• **EL EJERCICIO**: Traduce al inglés esta oración del texto sobre recuerdos futboleros: "Ni el yeso que debí llevar todo un verano por esa maniobra me hizo arrepentirme."

• **TEXTO DE LA PÁGINA**:
──────────

Por eso es que, a propósito del debut de la selección peruana en la Copa América –hoy, contra Brasil, desde las 7 de la noche–, les pedimos a cinco escritores peruanos que nos compartan algunos de sus recuerdos ligados a las canchas. No todos se remontan a la niñez, por cierto, sino que también aluden a experiencias ya adultas. Lo que quizá confirme que el fútbol siempre nos devuelve, sin importar la edad, a ese instante emocionante y sencillo que es anhelar un gol. ¿Será que ese es su secreto?
José Carlos Yrigoyen
Confieso que fui un arquero desigual. Combiné tardes para la memoria y el olvido. Guardo un puñado de veces en que salí como héroe de la cancha. Sé que el goleador nunca tendrá el privilegio que hasta a los porteros amateurs se les ha deparado alguna vez: el de ser invulnerable. He sido quizá más valiente bajo el arco que en la vida: no me daba miedo romperme una falange con tal de salvar una pelota imposible que se colaba por el ángulo. Ni el yeso que debí llevar todo un verano por esa maniobra me hizo arrepentirme. Valió cada segundo.

──────────

• **ENTRADAS DE DATOS**:
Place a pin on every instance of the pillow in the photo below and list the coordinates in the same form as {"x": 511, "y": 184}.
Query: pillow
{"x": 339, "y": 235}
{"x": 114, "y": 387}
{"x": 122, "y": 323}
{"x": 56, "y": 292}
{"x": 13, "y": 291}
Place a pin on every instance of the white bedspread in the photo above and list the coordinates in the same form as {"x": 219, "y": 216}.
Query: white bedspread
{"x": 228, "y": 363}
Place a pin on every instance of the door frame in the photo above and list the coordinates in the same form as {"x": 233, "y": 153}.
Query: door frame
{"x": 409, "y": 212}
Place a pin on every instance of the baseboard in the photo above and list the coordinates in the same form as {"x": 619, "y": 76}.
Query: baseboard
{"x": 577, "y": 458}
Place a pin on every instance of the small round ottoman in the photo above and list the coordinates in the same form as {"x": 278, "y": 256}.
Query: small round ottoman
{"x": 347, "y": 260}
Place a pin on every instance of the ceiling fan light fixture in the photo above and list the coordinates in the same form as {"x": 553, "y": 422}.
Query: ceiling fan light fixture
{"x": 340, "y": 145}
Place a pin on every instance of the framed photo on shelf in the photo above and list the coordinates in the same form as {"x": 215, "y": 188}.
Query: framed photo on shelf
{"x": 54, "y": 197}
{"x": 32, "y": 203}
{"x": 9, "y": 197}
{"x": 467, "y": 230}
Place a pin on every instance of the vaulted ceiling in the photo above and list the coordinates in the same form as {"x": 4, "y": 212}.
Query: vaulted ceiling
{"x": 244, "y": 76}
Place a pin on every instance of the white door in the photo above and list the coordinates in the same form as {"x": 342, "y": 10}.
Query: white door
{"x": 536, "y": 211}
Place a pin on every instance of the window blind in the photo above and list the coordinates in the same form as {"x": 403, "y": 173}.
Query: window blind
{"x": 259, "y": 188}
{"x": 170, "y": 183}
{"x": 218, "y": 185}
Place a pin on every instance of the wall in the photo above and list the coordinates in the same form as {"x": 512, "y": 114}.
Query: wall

──────────

• **SOLUCIÓN**: Not even the cast I had to wear for a whole summer because of that move made me regret it.